**Work to complete**
**a)** Copy the blog post on the Generation Equality Forum between "The world has" and "real gender equality.", inclusive, substituting "pushback" for "backlash".
**b)** According to the blog post on the Generation Equality Forum, where and in what year did the first UN conference on women take place?
**c)** Continue the blog post on the Generation Equality Forum from the point where it stops.

**Page extract**
*** Block opens ***

SDG Blog Vol 25, No. 03 - March 2021

Nadine Gasman Zylbermann

Generation Equality Forum: A space for reflection, dialogue and commitment towards gender equality

By Nadine Gasman Zylbermann, President of Mexico’s National Women’s Institute (Inmujeres)

The world has changed dramatically since 1995. Yet not one country has reached substantive equality between women and men. We live in a world where there has been important progress, but the Beijing Platform for Action is more current than ever.

We need better implementation, and that requires commitment and financing. Although there have been significant advancements in terms of legislation, we have also witnessed backlash against the rights of women, girls and all gender-marginalized people.

Some rights are increasingly under question and even at risk, especially sexual and reproductive rights. Moreover, the global pandemic has made manifest the economic, social, cultural and political vulnerabilities to which women are subjected. Now, more than ever we must act towards real gender equality.

In this context, The Generation Equality Forum —an event jointly organized by UN Women, the governments of Mexico and France, civil society, and youth—will take place online in Mexico City from 29th to 31st March, and in Paris in June 2021.

The Forum in Mexico will place women and girls’ rights agenda at the forefront by centring the voices of grassroots organizations. Conceived as an accelerator for social change and accountability, the Forum offers a new way to join our voices, a horizontal space where diverse feminist movements of all generations come together with governments, international organizations, and the private sector to achieve the equality that women and girls deserve.

The Forum is working to incorporate the voices, views and expectations of grassroots, rural, indigenous, Black, sexually diverse, differently abled, and young women into the conversation.

As co-host of the Generation Equality Forum, Mexico seeks to combine its longstanding commitment to women’s rights with its current transformative socio-political agenda. The first UN conference on women took place in Mexico City in 1975. Today, Mexico has advanced parity legislation in all spheres. Mexico, for the first time, achieved in 2018 parity in Congress, as a result of successive legislative and constitutional reforms supported by the Supreme Court of Justice.

*** Block closes ***

**Excerpted records**

*** Block opens ***

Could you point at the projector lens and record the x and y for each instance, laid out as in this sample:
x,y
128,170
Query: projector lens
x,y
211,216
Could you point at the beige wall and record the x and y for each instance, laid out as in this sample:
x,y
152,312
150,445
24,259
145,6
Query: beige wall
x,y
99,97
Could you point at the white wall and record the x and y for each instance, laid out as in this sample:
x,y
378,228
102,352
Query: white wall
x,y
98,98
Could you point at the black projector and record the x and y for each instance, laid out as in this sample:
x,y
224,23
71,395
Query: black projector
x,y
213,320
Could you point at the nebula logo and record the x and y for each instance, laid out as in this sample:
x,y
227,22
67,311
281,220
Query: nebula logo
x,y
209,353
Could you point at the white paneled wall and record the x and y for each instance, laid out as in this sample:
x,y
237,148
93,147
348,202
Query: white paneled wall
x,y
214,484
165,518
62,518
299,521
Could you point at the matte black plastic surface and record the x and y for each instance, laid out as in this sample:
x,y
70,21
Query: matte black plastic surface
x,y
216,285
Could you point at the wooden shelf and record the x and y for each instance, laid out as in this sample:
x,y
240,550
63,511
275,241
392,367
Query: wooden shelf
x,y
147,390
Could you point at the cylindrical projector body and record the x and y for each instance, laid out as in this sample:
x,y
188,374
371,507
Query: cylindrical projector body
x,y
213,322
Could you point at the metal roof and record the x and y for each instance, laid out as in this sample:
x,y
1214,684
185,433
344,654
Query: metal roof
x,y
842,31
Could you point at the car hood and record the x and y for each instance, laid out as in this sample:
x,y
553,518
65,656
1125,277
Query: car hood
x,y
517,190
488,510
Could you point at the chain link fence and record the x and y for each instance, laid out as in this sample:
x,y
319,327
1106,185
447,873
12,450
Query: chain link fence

*** Block closes ***

**Answer set**
**a)**
The world has changed dramatically since 1995. Yet not one country has reached substantive equality between women and men. We live in a world where there has been important progress, but the Beijing Platform for Action is more current than ever.

We need better implementation, and that requires commitment and financing. Although there have been significant advancements in terms of legislation, we have also witnessed pushback against the rights of women, girls and all gender-marginalized people.

Some rights are increasingly under question and even at risk, especially sexual and reproductive rights. Moreover, the global pandemic has made manifest the economic, social, cultural and political vulnerabilities to which women are subjected. Now, more than ever we must act towards real gender equality.

**b)** In Mexico City, in 1975.

**c)**
The most recent reform marks a historic moment and an unprecedented achievement to guarantee the political rights of women. This reform will ensure that half of the decision-making positions are for women in the three branches of the State, in the three levels of government, in the autonomous bodies, in the candidacies of political parties for positions of popular election, and in the election of local representatives before city ​​councils.

This milestone in gender equality is in large part due to the struggle led by women’s organizations and women politicians and legislators. We must now utilize this political momentum to continue to work towards ensuring that women in all their diversity have the ability to participate and be represented in all aspects of society.

Feminist movements, in all their diversity across Latin America and the Caribbean, have been crucial to advancing the Beijing agenda. Civil society and grassroots organizations have been demanding governments to invest in and legislate on gender equality. Progressive governments are focusing their agendas on substantive equality between women and men that address the intersections between gender and other social factors such as race, class, age, disability, sexual orientation, etc.

In the last few years, we have witnessed how youth-led feminist movements have taken to the streets to demand their rights. Feminist movements are fighting to put an end to patriarchal values and achieve gender equality. The Forum will be a space for dialogue between the future, past and present of feminist movements to accelerate change.

Our horizon is 2030, when the world aims to have achieved the Sustainable Development Goals. Governments, the UN and civil society organizations succeeded in integrating a gender perspective into the 17 SDGs in addition to SDG 5, which specifically addresses gender equality.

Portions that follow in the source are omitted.